Objective:
Reproduce the closing part of the entries exactly: the line with "Task: point out the car headlight, placing" and all lines after it, ending with the last line, and nothing else.

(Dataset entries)
........

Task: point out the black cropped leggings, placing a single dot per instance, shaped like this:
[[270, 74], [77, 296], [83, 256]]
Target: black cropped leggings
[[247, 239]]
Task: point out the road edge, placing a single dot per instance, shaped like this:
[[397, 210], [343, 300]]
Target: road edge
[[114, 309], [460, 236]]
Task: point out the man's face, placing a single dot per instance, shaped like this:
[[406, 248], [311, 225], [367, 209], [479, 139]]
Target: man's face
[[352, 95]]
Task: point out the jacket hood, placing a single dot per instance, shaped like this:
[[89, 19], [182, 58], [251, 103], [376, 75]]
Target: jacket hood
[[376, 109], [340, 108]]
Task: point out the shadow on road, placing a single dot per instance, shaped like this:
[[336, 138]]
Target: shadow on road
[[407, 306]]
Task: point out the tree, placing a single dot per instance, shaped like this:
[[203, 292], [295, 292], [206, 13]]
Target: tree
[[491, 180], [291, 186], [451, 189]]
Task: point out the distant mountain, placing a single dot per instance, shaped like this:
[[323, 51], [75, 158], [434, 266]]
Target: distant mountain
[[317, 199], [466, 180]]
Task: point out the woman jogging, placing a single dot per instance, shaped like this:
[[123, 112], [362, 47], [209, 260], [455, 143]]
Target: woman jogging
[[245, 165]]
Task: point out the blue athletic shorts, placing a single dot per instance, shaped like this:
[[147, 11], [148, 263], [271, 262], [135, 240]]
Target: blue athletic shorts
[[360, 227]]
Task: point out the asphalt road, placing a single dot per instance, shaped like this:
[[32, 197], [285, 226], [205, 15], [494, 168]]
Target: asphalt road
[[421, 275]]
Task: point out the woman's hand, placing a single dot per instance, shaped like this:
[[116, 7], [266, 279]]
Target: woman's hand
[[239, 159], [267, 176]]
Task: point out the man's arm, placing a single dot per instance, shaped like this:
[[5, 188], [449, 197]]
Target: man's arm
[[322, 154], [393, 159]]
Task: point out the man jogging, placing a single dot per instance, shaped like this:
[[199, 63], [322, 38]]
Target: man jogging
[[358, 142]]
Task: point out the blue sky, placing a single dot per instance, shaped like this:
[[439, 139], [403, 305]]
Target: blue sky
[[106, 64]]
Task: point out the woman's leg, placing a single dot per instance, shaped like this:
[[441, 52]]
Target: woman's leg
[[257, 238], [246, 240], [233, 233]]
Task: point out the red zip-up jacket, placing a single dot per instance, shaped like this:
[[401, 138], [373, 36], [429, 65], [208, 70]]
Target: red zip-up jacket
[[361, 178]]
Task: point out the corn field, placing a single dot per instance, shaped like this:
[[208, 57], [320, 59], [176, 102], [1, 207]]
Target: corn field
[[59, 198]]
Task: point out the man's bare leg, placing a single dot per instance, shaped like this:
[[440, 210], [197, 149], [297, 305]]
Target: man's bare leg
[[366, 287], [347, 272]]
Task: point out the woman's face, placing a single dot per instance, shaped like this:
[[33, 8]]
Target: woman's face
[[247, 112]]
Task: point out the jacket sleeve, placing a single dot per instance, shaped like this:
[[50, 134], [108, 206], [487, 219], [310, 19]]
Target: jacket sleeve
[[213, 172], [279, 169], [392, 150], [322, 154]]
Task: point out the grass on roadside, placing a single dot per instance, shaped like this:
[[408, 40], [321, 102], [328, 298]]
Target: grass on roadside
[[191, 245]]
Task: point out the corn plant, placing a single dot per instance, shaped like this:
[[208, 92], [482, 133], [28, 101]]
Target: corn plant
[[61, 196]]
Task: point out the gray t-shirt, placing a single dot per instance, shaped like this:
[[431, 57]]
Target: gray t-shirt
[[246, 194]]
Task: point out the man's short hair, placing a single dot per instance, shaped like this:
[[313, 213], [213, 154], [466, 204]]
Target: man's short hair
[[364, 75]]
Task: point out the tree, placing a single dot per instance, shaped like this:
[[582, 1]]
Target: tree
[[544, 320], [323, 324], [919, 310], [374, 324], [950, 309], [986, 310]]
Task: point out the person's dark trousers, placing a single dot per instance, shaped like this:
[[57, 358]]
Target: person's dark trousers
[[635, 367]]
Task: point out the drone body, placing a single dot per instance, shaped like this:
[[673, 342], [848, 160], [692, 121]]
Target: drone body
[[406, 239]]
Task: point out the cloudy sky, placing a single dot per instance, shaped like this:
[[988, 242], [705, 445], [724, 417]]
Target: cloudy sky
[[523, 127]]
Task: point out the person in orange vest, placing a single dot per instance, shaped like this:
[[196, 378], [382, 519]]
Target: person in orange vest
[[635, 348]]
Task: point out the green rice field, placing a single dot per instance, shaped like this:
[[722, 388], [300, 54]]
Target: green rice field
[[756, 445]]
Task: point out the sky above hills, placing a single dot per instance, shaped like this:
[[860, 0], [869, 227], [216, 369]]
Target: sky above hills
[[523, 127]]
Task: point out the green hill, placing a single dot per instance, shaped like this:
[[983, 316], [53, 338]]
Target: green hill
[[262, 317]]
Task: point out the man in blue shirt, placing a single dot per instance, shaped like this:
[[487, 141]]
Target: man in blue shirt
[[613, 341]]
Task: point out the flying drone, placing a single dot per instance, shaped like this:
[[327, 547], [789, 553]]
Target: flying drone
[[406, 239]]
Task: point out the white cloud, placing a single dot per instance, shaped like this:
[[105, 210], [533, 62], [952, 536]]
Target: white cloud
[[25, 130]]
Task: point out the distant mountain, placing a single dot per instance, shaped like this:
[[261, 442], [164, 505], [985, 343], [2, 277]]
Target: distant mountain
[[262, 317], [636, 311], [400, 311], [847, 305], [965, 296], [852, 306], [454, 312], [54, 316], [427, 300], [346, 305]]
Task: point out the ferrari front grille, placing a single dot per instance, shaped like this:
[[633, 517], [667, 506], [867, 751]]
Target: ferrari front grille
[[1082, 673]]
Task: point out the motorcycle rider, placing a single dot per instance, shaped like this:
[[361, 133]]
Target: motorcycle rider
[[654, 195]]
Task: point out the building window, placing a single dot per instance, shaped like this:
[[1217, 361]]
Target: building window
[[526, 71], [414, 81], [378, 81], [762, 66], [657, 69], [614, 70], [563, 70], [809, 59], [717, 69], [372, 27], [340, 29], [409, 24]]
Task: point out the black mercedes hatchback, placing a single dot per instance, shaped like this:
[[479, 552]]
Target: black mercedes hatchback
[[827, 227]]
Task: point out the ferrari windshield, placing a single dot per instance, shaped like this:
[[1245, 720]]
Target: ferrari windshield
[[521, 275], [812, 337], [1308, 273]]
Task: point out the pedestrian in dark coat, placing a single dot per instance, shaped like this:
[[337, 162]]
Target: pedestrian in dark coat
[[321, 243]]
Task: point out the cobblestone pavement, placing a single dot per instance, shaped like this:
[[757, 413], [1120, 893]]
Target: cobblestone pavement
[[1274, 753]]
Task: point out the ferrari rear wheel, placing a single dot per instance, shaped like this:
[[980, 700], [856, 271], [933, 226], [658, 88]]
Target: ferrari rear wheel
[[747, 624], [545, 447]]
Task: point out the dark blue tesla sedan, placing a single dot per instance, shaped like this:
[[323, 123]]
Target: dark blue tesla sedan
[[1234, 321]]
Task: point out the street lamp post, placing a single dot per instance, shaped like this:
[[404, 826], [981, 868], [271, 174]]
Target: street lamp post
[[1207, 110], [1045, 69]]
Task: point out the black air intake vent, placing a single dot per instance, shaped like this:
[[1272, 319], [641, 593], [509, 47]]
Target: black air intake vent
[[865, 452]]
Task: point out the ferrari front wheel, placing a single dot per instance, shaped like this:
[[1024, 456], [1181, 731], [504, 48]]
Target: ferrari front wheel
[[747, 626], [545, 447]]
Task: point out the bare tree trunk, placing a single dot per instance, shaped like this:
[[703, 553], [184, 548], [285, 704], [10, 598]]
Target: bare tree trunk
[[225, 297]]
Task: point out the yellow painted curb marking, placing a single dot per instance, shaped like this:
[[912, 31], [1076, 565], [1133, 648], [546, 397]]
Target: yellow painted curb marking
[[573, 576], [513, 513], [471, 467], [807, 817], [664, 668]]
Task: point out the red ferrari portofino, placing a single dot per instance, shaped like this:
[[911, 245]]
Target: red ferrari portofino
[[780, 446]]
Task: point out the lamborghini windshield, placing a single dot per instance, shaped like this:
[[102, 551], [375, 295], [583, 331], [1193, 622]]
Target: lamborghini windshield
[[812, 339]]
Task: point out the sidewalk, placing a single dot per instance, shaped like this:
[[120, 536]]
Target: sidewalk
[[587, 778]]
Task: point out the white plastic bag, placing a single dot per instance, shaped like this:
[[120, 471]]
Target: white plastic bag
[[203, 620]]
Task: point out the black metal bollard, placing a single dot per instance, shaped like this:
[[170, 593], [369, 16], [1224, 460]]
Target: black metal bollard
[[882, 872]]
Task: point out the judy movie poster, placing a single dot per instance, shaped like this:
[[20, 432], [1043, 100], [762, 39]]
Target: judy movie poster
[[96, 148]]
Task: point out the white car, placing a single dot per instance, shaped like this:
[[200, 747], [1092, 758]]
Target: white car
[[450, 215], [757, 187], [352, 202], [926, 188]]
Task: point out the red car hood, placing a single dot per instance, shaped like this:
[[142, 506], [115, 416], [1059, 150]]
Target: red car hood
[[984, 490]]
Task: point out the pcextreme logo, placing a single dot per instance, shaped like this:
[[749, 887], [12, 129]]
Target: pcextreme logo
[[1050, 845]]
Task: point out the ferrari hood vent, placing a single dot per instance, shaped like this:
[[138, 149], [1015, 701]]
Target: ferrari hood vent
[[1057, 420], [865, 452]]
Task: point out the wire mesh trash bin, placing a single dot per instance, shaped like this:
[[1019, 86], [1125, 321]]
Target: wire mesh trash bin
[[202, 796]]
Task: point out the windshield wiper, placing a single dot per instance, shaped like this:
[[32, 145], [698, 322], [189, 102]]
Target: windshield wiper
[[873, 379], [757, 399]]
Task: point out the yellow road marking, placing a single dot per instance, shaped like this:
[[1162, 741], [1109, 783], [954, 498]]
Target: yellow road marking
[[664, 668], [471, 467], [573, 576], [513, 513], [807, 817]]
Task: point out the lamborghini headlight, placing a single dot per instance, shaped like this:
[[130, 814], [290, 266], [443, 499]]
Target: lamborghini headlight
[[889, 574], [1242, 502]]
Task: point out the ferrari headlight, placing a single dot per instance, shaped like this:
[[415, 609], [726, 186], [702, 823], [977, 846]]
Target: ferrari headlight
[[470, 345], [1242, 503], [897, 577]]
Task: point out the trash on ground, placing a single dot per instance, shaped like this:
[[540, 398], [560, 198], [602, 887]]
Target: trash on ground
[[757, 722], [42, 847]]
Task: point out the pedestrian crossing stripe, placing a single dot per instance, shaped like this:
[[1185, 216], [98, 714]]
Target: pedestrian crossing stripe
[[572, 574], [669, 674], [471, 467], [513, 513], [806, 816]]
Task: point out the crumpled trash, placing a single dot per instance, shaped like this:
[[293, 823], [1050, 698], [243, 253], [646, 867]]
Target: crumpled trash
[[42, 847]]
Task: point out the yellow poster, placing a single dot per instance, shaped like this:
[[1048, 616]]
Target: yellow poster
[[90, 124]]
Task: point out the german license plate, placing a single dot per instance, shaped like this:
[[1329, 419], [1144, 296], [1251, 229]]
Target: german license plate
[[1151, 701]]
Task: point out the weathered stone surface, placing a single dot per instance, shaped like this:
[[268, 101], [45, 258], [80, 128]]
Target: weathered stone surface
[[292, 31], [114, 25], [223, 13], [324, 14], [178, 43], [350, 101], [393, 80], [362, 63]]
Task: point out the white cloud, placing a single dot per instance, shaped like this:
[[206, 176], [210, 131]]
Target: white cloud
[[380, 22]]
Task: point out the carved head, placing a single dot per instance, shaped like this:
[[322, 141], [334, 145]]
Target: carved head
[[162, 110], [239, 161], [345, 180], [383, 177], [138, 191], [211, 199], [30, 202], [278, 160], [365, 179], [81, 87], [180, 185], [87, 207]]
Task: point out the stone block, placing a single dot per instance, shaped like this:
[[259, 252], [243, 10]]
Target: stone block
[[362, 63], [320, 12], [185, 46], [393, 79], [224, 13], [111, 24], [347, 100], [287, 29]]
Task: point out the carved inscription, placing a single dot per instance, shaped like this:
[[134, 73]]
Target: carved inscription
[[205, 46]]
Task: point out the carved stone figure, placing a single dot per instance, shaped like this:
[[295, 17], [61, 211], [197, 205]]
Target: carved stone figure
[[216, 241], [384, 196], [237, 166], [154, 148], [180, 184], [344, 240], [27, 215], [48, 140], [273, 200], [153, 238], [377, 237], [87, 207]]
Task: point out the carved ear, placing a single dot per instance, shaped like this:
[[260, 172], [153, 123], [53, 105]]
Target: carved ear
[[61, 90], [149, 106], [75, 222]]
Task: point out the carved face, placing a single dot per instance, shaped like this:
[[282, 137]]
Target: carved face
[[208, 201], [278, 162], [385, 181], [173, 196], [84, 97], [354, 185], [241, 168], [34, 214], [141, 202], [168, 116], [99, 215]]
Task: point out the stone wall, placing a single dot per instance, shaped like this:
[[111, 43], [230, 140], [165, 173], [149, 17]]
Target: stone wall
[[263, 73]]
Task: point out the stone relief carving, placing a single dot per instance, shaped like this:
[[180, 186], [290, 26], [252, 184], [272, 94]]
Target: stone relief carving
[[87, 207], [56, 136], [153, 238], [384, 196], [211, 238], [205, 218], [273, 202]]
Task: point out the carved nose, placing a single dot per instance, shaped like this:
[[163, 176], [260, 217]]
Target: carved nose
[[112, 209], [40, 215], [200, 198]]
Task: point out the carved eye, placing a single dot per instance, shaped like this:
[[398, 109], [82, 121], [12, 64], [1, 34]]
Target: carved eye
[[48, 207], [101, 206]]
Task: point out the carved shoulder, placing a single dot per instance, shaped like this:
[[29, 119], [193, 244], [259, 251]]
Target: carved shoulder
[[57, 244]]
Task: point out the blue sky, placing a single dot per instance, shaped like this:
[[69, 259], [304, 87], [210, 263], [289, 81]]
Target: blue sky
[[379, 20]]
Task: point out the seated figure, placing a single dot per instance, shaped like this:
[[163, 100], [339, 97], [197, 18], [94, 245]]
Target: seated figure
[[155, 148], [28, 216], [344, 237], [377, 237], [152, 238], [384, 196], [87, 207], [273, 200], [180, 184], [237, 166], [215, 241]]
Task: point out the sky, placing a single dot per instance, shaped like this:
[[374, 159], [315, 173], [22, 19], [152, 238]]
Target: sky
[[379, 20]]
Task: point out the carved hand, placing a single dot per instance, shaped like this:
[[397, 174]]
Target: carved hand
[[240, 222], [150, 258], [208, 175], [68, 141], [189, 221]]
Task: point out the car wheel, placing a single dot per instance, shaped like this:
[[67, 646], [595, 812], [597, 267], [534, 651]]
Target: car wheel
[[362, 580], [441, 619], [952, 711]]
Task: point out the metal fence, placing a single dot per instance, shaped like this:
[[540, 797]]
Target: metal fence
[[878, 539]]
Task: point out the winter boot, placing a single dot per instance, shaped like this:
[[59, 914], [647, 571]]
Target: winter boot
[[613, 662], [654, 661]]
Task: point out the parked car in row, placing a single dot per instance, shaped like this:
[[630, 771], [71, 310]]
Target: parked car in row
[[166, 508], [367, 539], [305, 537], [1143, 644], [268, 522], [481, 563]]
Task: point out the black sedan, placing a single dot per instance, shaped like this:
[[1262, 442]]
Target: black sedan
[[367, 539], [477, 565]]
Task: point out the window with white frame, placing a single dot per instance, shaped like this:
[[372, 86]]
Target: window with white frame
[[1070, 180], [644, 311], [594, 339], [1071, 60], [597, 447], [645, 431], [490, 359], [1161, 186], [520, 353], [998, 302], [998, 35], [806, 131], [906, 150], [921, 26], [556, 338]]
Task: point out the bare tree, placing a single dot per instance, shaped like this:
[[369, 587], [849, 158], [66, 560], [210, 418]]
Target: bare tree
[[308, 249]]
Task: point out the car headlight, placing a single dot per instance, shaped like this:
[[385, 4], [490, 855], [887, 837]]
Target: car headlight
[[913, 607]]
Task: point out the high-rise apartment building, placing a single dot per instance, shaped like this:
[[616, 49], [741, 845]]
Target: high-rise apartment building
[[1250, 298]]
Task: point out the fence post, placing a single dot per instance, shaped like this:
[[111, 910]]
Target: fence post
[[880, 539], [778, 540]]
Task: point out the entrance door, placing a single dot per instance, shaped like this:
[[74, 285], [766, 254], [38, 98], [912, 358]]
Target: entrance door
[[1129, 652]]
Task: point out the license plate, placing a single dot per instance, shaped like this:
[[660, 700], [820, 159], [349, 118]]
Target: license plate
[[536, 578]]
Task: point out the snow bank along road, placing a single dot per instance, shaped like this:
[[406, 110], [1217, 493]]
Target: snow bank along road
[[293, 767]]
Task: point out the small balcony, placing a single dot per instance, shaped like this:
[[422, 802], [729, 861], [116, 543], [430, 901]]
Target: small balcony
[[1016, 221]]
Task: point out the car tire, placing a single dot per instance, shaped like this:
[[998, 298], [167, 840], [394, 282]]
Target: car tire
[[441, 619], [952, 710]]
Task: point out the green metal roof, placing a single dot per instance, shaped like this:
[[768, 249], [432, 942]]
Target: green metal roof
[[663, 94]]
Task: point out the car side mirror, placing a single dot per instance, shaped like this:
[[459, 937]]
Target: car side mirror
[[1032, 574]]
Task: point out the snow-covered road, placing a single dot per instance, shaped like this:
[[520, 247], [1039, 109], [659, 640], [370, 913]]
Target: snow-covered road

........

Written solution:
Task: point out the car headlight, placing a single dot per instance, shaped like this:
[[385, 4], [490, 855], [887, 837]]
Target: car headlight
[[913, 607]]
Task: point out the high-rise apartment building, placing a single dot per instance, shaped like this:
[[616, 49], [741, 845]]
Target: high-rise apartment building
[[1250, 298]]
Task: point out the fence post, placing a single dot per instance, shaped like this:
[[111, 910]]
Target: fence post
[[880, 539], [778, 540]]
Task: point out the entrance door, placing a single dot per instance, shaped like this:
[[74, 285], [766, 254], [38, 98], [912, 358]]
Target: entrance door
[[1129, 652]]
Task: point out the license plate, placing a single dot per instance, shaped like this:
[[660, 700], [820, 159], [349, 118]]
Target: license plate
[[536, 578]]
Task: point out the snow bank along road, placing a single dot per instance, shaped like this:
[[406, 110], [1217, 493]]
Target: snow bank along road
[[293, 767]]
Task: point out the small balcony, placing a single dot per instance, shaped like this:
[[422, 802], [729, 861], [116, 543], [430, 901]]
Target: small balcony
[[1016, 221]]
Task: point out the car tire, placing a single dot per instance, shaped like this:
[[998, 298], [167, 840], [394, 282]]
Target: car tire
[[441, 619], [952, 710]]
Task: point out the green metal roof, placing a single dot per instance, shaped like this:
[[768, 249], [432, 942]]
Target: green metal roof
[[663, 94]]
Task: point out the car side mirror, placing a single dot per instance, shaped like this:
[[459, 937]]
Target: car side mirror
[[1032, 574]]
Task: point out the snow-covered road, placing a single dot per instance, shaped like this:
[[520, 247], [1039, 109], [659, 640], [370, 913]]
Target: snow-covered road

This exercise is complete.